### Task requirements:
Please copy the listing below word for word, starting at the line that contains "Place one marker on each instance of the whisker." and ending at the line that contains "Target: whisker".

### Data in this exercise:
--
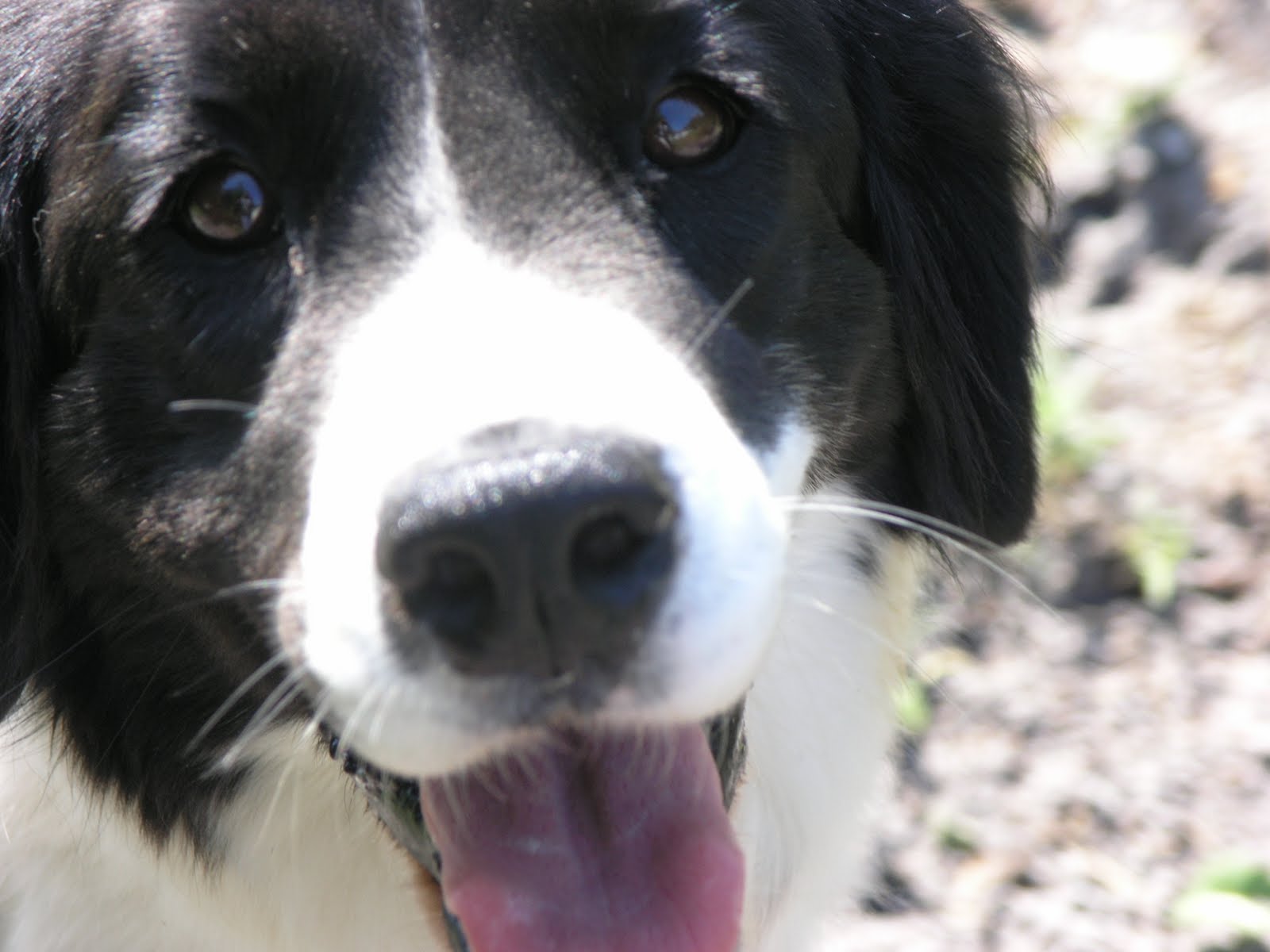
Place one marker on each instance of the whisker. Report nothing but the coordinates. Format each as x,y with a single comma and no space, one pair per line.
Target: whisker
--
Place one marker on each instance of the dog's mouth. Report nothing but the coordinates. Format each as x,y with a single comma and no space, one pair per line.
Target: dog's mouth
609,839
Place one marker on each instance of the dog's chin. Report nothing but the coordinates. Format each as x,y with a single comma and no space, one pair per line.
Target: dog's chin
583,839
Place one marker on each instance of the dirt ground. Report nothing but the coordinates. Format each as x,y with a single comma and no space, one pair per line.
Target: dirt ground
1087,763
--
### Exercise result:
Place one marker on each instance of the whisker. Report nothing but the coordinates. Format each as x,y with a single comma and no space, one pair per line.
Target: whisker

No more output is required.